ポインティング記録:
------------------------------------

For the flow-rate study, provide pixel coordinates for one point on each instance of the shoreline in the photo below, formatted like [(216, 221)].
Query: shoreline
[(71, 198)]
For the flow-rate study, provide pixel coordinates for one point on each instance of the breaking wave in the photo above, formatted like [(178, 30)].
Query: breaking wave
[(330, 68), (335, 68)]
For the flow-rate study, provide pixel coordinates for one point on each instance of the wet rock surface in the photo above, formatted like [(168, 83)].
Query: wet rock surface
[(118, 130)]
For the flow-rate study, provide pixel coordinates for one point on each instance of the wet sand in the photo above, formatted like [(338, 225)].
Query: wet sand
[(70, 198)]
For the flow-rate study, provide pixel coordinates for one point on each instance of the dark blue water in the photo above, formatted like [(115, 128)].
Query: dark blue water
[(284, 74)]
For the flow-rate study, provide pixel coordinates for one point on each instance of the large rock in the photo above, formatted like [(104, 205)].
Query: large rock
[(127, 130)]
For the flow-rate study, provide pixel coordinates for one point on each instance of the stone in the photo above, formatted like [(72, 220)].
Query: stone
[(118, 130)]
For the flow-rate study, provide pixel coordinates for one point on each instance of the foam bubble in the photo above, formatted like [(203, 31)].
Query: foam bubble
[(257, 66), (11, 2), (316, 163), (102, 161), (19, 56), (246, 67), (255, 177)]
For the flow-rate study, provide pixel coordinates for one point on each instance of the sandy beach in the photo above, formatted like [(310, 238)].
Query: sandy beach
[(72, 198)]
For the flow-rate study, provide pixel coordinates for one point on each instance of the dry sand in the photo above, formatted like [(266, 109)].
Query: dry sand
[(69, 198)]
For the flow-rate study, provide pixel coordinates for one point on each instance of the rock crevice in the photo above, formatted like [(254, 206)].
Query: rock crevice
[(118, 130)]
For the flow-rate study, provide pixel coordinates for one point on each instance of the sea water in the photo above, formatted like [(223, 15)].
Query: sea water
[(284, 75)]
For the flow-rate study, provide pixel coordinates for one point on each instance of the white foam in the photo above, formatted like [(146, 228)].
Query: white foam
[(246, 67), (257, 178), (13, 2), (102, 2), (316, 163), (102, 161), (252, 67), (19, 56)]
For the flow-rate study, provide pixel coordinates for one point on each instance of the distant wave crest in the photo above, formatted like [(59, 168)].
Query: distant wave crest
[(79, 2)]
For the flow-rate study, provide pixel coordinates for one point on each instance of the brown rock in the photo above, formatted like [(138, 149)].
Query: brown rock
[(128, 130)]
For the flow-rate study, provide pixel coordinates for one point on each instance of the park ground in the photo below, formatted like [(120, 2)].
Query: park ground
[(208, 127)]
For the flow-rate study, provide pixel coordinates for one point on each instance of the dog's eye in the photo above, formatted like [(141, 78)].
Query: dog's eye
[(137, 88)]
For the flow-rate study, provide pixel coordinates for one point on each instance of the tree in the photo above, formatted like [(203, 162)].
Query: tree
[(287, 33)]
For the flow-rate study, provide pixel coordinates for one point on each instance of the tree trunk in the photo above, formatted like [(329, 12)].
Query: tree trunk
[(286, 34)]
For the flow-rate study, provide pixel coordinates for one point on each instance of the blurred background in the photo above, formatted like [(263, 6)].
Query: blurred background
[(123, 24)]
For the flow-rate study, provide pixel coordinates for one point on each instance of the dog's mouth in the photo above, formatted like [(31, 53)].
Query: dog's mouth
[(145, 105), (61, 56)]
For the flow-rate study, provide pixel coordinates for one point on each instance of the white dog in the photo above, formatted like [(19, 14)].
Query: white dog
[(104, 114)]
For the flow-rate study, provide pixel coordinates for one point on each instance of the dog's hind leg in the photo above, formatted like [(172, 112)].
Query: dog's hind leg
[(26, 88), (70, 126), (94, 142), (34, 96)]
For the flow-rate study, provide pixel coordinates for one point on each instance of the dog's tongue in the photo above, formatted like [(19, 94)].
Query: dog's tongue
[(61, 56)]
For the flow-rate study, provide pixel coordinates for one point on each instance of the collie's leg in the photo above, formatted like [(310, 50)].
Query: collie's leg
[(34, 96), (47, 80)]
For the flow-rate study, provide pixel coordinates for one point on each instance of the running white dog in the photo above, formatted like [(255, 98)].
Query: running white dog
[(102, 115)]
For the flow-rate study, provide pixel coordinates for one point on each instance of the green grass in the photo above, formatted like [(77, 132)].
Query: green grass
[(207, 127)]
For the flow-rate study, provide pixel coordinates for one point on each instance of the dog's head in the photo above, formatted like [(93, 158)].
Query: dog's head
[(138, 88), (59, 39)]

------------------------------------

- 必須課題:
上のリストのすべての行を、空行を除いて番号付きの箇条書きに整形してください。

- 本問の解答:
1. For the flow-rate study, provide pixel coordinates for one point on each instance of the shoreline in the photo below, formatted like [(216, 221)].
2. Query: shoreline
3. [(71, 198)]
4. For the flow-rate study, provide pixel coordinates for one point on each instance of the breaking wave in the photo above, formatted like [(178, 30)].
5. Query: breaking wave
6. [(330, 68), (335, 68)]
7. For the flow-rate study, provide pixel coordinates for one point on each instance of the wet rock surface in the photo above, formatted like [(168, 83)].
8. Query: wet rock surface
9. [(118, 130)]
10. For the flow-rate study, provide pixel coordinates for one point on each instance of the wet sand in the photo above, formatted like [(338, 225)].
11. Query: wet sand
12. [(70, 198)]
13. For the flow-rate study, provide pixel coordinates for one point on each instance of the dark blue water in the photo above, formatted like [(115, 128)].
14. Query: dark blue water
15. [(284, 74)]
16. For the flow-rate study, provide pixel coordinates for one point on each instance of the large rock in the photo above, formatted like [(104, 205)].
17. Query: large rock
18. [(127, 130)]
19. For the flow-rate study, provide pixel coordinates for one point on each instance of the stone in the photo above, formatted like [(72, 220)].
20. Query: stone
21. [(118, 130)]
22. For the flow-rate study, provide pixel coordinates for one point on each instance of the foam bubble in the photo above, formatted like [(203, 31)].
23. Query: foam bubble
24. [(257, 66), (11, 2), (316, 163), (102, 161), (19, 56), (246, 67), (255, 177)]
25. For the flow-rate study, provide pixel coordinates for one point on each instance of the sandy beach in the photo above, formatted like [(310, 238)].
26. Query: sandy beach
27. [(72, 198)]
28. For the flow-rate study, provide pixel coordinates for one point on each instance of the dry sand in the photo above, formatted like [(266, 109)].
29. Query: dry sand
30. [(69, 198)]
31. For the flow-rate study, provide pixel coordinates for one point on each instance of the rock crevice in the photo above, formatted like [(254, 206)].
32. Query: rock crevice
33. [(118, 130)]
34. For the flow-rate study, provide pixel coordinates for one point on each instance of the sea water in the photo above, formatted like [(223, 15)].
35. Query: sea water
36. [(284, 75)]
37. For the flow-rate study, provide pixel coordinates for one point on each instance of the white foam in the photo above, formatted like [(146, 228)].
38. Query: white foam
39. [(246, 67), (257, 178), (13, 2), (102, 2), (316, 163), (102, 161), (252, 67), (19, 56)]
40. For the flow-rate study, provide pixel coordinates for one point on each instance of the distant wave crest in the photo above, formatted like [(59, 168)].
41. Query: distant wave crest
42. [(79, 2)]
43. For the flow-rate study, provide pixel coordinates for one point on each instance of the brown rock in the photo above, formatted like [(138, 149)].
44. Query: brown rock
45. [(128, 130)]
46. For the flow-rate study, provide pixel coordinates for one point on each instance of the park ground in the photo below, formatted like [(120, 2)].
47. Query: park ground
48. [(208, 127)]
49. For the flow-rate study, provide pixel coordinates for one point on each instance of the dog's eye in the photo above, formatted like [(141, 78)].
50. Query: dog's eye
51. [(137, 88)]
52. For the flow-rate study, provide pixel coordinates for one point on each instance of the tree in the photo above, formatted like [(203, 162)].
53. Query: tree
54. [(287, 33)]
55. For the flow-rate study, provide pixel coordinates for one point on each instance of the tree trunk in the photo above, formatted like [(329, 12)].
56. Query: tree trunk
57. [(286, 34)]
58. For the flow-rate study, provide pixel coordinates for one point on each instance of the blurred background in the photo above, formatted like [(263, 6)].
59. Query: blurred background
60. [(123, 24)]
61. For the flow-rate study, provide pixel coordinates for one point on each instance of the dog's mouth in the photo above, formatted like [(31, 53)].
62. Query: dog's mouth
63. [(145, 105), (61, 56)]
64. For the flow-rate study, provide pixel coordinates for one point on each instance of the white dog in the photo above, formatted like [(19, 14)].
65. Query: white dog
66. [(104, 114)]
67. For the flow-rate study, provide pixel coordinates for one point on each instance of the dog's hind leg in the photo above, formatted like [(172, 112)].
68. Query: dog's hind leg
69. [(26, 88), (70, 126), (94, 142), (34, 96)]
70. For the flow-rate study, provide pixel coordinates for one point on each instance of the dog's tongue in the photo above, formatted like [(19, 94)].
71. Query: dog's tongue
72. [(61, 56)]
73. For the flow-rate study, provide pixel coordinates for one point on each instance of the collie's leg in the photo above, formatted like [(310, 50)].
74. Query: collie's leg
75. [(34, 96), (47, 80)]
76. For the flow-rate study, provide pixel coordinates for one point on each instance of the running white dog in the photo above, formatted like [(255, 98)].
77. Query: running white dog
78. [(102, 115)]
79. For the flow-rate study, provide pixel coordinates for one point on each instance of the green grass in the photo above, formatted like [(77, 132)].
80. Query: green grass
81. [(207, 127)]
82. For the flow-rate study, provide pixel coordinates for one point on each instance of the dog's head in the photo above, formatted like [(93, 158)].
83. Query: dog's head
84. [(138, 88), (59, 39)]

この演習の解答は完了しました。